- [Task]
Look for the line containing "the dog's ear;" in the listing below. Retype that line and every subsequent line through the last one, and only those.

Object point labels
◆ ◆ ◆ ◆ ◆

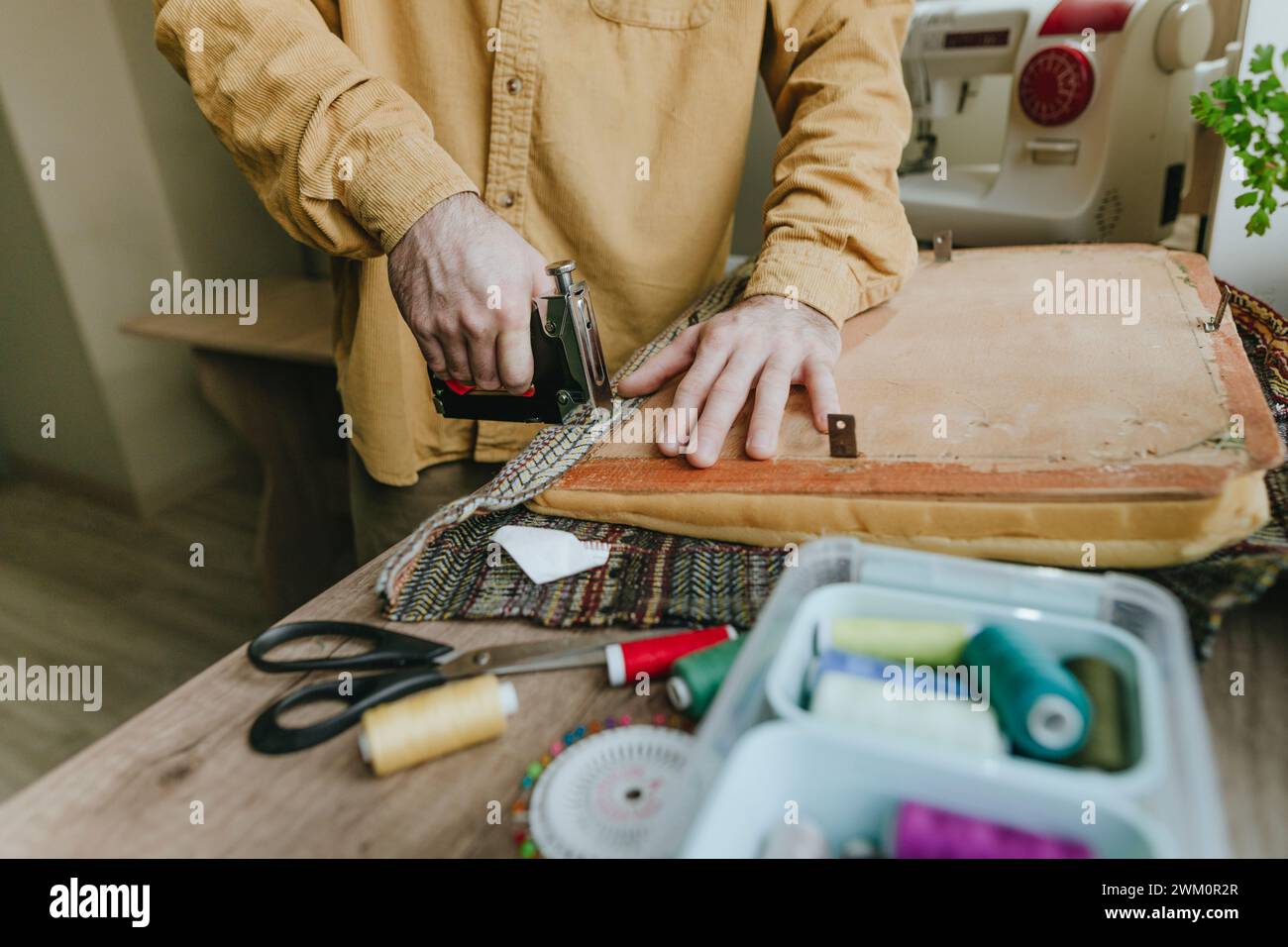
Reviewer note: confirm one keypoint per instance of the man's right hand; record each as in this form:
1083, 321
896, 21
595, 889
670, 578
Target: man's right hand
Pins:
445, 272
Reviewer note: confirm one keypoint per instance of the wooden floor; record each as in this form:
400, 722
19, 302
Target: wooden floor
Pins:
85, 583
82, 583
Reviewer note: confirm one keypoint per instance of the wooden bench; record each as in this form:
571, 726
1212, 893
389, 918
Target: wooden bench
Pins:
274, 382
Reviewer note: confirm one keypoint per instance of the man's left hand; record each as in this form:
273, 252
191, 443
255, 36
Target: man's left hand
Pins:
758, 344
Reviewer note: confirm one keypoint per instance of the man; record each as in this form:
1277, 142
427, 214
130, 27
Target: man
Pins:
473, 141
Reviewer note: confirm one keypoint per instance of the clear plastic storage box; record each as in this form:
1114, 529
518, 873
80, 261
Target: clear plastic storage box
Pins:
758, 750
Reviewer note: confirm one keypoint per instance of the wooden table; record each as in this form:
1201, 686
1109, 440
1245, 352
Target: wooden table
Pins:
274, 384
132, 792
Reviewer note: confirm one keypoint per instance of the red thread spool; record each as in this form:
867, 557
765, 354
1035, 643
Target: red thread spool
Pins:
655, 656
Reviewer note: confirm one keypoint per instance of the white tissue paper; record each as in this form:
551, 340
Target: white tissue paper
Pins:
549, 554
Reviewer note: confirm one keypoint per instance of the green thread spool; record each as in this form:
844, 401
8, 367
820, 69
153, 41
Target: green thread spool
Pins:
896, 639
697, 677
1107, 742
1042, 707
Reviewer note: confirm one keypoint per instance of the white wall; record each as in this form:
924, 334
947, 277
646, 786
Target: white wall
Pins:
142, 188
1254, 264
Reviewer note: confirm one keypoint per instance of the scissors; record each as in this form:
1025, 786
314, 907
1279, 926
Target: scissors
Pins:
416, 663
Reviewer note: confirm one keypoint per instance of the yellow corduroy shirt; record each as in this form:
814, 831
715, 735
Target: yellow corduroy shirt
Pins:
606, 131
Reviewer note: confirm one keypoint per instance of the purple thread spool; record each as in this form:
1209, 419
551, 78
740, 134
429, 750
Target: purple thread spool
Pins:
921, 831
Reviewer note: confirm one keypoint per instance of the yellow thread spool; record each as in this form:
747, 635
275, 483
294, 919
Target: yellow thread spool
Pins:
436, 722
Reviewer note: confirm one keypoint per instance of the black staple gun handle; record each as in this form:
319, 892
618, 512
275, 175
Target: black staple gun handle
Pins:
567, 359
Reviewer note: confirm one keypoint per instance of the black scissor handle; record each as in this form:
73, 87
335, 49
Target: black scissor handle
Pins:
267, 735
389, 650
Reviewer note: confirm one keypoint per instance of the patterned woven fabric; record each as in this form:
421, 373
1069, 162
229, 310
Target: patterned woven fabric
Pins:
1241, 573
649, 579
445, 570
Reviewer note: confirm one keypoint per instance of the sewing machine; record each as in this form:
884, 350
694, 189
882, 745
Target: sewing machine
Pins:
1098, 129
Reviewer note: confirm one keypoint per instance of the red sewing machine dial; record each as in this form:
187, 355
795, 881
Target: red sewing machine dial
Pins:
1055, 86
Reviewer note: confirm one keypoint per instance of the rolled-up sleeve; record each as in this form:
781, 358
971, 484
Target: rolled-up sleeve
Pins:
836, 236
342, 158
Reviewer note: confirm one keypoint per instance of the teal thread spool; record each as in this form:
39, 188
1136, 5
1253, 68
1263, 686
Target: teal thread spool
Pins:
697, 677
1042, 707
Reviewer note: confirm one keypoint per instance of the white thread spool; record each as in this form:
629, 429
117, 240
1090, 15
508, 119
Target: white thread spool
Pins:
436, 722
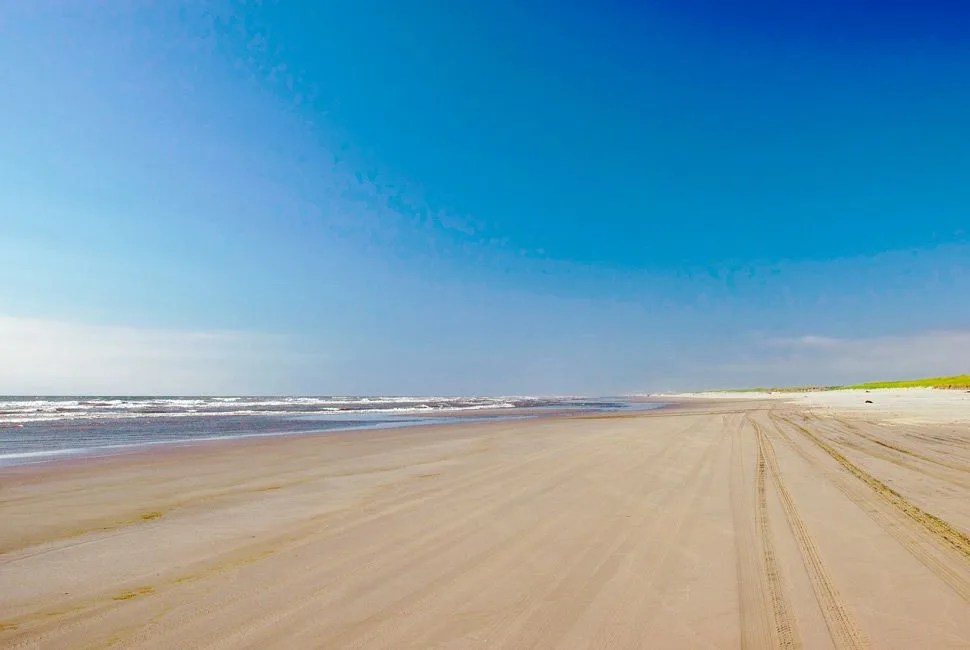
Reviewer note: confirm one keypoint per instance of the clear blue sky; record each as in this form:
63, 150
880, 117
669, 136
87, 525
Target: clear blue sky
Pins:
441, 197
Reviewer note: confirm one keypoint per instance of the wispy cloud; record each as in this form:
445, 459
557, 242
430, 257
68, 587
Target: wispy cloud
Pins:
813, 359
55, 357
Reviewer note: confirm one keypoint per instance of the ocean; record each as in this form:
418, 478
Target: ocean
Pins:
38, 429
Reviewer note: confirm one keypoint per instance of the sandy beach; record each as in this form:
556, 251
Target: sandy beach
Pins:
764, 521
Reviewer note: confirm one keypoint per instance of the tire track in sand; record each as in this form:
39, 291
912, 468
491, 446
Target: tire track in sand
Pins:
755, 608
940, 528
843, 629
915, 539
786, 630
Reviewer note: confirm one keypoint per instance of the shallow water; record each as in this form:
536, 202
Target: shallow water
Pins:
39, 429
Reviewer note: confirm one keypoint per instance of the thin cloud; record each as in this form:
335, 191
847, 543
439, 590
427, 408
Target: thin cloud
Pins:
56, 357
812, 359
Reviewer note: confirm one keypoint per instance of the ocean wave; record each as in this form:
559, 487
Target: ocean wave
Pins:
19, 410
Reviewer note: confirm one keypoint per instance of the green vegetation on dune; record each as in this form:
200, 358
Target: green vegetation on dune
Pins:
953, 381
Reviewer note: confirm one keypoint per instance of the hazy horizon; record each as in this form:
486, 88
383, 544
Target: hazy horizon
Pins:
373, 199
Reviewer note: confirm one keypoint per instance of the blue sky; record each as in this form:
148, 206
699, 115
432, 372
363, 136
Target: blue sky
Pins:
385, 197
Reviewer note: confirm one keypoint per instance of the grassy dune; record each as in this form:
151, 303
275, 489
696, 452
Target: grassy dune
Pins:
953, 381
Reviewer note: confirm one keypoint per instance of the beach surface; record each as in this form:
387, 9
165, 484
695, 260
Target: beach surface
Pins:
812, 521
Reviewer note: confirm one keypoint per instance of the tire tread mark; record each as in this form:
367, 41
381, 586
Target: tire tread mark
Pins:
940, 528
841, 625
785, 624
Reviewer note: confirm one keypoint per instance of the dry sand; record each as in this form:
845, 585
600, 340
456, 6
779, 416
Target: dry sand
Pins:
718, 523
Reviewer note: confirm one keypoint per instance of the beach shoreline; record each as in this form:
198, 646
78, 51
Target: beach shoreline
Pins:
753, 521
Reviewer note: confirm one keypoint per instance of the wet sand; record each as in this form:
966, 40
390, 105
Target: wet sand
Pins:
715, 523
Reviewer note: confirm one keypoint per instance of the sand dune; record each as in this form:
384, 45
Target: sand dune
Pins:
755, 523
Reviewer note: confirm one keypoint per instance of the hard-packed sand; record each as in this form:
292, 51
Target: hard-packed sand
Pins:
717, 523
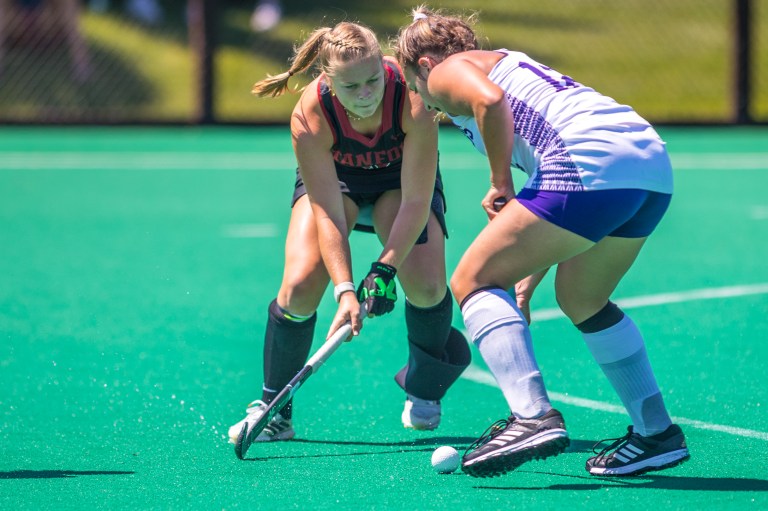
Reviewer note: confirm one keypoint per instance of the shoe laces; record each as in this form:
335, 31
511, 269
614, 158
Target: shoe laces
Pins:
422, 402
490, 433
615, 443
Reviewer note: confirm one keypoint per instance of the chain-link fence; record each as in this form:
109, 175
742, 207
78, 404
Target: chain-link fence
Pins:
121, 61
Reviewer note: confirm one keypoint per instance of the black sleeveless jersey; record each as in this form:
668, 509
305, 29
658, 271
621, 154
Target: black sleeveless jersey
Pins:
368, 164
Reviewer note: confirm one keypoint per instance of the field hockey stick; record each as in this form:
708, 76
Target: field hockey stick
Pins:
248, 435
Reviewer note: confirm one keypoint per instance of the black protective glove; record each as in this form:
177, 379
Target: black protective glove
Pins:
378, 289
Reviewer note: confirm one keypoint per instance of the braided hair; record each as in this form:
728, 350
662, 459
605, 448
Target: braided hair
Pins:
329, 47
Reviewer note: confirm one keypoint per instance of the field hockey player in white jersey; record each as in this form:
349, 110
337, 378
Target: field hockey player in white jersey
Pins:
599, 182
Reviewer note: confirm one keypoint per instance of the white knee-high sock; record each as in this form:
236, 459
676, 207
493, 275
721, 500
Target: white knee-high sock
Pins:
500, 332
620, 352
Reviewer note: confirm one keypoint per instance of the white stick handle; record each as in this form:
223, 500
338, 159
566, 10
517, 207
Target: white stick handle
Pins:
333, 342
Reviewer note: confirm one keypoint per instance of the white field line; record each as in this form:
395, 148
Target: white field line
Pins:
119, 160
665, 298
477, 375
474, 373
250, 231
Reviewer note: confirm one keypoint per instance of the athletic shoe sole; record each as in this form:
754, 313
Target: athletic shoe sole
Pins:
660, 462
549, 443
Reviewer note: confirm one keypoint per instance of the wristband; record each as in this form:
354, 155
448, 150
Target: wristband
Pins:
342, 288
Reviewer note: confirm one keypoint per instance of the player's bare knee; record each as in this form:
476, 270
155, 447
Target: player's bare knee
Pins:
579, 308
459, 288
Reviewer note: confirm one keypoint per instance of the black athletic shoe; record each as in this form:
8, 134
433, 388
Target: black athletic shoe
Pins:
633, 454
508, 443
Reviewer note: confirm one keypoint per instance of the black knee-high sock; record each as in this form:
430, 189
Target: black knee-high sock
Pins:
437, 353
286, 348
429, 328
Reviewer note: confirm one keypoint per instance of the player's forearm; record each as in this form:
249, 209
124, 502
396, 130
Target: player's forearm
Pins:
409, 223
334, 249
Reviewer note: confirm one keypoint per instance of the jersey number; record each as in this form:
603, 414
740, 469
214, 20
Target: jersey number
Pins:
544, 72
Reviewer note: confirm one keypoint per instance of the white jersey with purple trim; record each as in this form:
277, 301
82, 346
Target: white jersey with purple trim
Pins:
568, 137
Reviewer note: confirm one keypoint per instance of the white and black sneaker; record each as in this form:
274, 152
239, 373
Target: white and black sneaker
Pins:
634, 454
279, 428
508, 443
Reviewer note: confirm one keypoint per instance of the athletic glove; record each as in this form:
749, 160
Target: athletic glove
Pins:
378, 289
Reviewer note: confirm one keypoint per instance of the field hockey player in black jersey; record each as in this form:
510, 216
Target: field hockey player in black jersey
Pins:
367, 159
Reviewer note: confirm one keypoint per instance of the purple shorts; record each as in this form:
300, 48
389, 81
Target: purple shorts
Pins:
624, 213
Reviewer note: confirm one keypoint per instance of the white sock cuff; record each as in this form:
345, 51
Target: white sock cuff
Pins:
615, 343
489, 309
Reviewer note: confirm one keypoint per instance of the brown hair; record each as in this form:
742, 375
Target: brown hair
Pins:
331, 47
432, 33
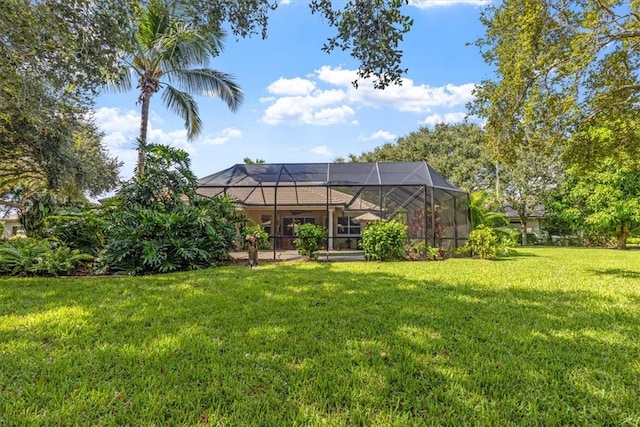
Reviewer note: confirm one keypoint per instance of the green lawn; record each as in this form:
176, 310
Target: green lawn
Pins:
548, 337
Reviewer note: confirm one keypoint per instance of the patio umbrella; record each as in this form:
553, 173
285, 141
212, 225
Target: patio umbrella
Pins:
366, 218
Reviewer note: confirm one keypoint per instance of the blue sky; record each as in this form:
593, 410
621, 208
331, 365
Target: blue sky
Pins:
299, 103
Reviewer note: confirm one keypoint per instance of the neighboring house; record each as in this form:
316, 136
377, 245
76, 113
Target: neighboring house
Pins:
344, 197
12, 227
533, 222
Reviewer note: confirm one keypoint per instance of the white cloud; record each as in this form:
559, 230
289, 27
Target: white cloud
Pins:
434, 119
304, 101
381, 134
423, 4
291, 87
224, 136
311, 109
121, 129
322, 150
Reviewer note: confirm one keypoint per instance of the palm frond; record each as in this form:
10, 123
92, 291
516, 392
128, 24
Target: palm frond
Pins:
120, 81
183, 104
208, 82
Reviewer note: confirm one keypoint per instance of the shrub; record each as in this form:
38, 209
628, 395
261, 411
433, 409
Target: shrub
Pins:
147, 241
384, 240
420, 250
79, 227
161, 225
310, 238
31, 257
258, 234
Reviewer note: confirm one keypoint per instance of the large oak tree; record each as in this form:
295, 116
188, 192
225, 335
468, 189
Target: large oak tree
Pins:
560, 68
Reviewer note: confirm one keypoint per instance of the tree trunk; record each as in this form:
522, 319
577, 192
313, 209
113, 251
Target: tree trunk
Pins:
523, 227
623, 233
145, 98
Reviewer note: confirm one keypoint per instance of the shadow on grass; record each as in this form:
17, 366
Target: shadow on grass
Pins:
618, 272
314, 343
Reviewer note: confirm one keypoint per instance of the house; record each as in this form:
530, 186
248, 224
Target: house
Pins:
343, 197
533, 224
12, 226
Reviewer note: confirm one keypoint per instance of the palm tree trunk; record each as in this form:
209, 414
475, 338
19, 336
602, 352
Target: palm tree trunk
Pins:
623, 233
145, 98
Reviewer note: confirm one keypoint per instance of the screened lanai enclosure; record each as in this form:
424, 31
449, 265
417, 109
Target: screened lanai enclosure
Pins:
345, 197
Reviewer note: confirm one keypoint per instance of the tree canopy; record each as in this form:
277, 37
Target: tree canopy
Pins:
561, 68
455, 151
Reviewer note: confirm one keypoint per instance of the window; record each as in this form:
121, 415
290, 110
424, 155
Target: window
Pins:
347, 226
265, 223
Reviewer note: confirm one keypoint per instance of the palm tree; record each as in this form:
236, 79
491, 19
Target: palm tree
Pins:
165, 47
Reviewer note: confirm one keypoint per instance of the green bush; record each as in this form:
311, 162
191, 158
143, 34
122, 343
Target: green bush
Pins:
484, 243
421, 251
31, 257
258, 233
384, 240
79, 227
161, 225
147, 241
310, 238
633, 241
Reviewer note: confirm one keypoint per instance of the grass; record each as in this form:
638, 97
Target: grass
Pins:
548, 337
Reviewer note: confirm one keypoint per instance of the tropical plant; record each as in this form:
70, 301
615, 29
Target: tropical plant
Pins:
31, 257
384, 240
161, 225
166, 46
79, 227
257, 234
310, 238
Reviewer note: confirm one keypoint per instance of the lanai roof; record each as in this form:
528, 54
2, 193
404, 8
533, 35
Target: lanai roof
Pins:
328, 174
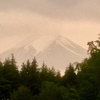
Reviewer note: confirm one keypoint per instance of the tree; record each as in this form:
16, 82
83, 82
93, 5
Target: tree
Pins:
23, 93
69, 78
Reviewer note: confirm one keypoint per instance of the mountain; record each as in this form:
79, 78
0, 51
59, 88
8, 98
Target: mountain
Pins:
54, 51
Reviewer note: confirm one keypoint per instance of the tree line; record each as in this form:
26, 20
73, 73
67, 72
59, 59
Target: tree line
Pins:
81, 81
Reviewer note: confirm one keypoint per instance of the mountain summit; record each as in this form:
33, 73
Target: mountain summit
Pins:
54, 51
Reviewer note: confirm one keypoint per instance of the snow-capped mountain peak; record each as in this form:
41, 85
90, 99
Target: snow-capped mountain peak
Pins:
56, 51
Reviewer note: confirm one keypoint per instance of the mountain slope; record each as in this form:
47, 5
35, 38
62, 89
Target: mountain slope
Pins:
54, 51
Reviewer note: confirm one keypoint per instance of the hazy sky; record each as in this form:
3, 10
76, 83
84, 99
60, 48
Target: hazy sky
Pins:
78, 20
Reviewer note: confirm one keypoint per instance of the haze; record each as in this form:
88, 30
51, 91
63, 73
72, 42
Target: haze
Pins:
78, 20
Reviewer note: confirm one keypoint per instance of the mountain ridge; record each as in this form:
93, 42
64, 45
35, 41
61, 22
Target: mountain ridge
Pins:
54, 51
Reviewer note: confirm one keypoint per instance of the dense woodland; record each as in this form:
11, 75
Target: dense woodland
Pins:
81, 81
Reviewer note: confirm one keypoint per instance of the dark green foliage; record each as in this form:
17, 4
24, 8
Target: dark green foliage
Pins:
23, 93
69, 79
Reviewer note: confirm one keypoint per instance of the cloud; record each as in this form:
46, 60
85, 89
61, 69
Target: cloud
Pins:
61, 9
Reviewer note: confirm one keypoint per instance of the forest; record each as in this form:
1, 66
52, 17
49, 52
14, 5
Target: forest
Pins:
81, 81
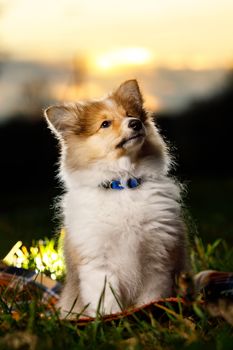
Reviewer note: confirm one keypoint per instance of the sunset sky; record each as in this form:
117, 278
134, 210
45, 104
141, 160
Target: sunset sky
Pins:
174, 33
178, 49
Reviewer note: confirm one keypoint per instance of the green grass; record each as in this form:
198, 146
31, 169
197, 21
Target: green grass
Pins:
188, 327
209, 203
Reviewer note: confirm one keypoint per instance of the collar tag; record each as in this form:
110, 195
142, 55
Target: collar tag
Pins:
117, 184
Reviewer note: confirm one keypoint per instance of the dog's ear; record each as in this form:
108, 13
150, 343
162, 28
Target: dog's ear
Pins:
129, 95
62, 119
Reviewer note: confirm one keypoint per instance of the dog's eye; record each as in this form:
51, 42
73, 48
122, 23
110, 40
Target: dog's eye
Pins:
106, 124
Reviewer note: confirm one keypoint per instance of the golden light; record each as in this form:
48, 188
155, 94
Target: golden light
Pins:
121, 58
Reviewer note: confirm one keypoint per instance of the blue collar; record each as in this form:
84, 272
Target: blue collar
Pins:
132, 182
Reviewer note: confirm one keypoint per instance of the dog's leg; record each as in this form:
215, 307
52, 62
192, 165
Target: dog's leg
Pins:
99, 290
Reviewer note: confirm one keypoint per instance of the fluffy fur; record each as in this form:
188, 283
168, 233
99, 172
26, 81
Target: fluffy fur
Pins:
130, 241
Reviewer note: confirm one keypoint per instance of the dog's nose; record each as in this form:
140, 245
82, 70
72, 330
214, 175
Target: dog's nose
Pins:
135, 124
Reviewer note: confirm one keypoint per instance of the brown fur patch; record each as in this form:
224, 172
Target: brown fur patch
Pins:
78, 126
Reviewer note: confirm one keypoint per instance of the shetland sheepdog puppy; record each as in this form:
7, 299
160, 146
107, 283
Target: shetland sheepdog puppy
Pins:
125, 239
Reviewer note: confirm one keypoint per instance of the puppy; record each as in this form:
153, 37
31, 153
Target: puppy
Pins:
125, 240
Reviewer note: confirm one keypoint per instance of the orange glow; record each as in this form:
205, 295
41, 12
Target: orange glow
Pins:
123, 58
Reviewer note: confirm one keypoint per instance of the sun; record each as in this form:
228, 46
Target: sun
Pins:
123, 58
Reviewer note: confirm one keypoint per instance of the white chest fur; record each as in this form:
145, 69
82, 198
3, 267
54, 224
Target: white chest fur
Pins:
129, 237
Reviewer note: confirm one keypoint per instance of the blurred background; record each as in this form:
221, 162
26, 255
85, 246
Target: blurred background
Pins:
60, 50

◆ ◆ ◆ ◆ ◆

- [Result of the exercise]
Reviewer note: confirm one keypoint per instance of the dog's ear; record each as in this form:
108, 13
150, 343
162, 28
Target: dog's ear
Pins:
129, 95
62, 119
Reviewer note: confirm one keypoint per instance of the dog's eye; record each as in this form:
51, 42
73, 48
122, 23
110, 40
Target: dog's eye
Pins:
106, 124
Reviewer note: confirm one keypoint per instance of the golden light; record each as in this form:
48, 188
155, 94
Target: golden light
Pins:
121, 58
Reviewer note: confirm one keypoint per instance of the blue collar; record each as in this form:
84, 272
Target: blue collar
Pins:
132, 182
Reviewer note: confirm one keypoint per instance of the dog's leg; record each as in this form:
215, 307
52, 62
192, 165
Target: dog's leg
Pins:
99, 290
Reviewer note: confirm one keypoint per instance of the fluffy fur; record each as in this form:
188, 283
168, 233
99, 172
26, 81
Target: fluffy fur
Pins:
130, 241
Reviewer note: confirm one keypoint per instance of the dog's nose; record each as in this form:
140, 245
82, 70
72, 330
214, 175
Target: dog's nose
Pins:
135, 124
Reviewer note: confirm one keypoint per instance of the brown fur patch; record each as in this form:
224, 172
Target: brown fur patch
Pins:
78, 126
Reviewer note: confirm one keypoint per instance of the shetland sheepdog puppy; record each as in this form:
7, 299
160, 146
107, 283
Target: shetland sheepdog puppy
Pins:
125, 239
Reviewer note: confirm one keypoint per instance of the puppy; record each as in this form:
153, 37
31, 153
Target: puppy
Pins:
125, 240
Reviewer note: confirm one keypoint per instance of the orange glow; record each as in this form:
205, 295
41, 12
Target: orange glow
Pins:
123, 58
Reviewer note: confirm one keypoint per instance of the sun; record each as in this form:
228, 46
Target: sun
Pins:
123, 58
Reviewer note: confirm one keypoint per instance of the white chest fur; record each as in this form:
145, 69
82, 198
3, 267
54, 224
Target: white chest fur
Pins:
129, 237
Reviewer note: confirm one keypoint per instance of the blurred background; record each as in this form:
221, 162
26, 255
85, 246
Target: blurred background
Pins:
60, 50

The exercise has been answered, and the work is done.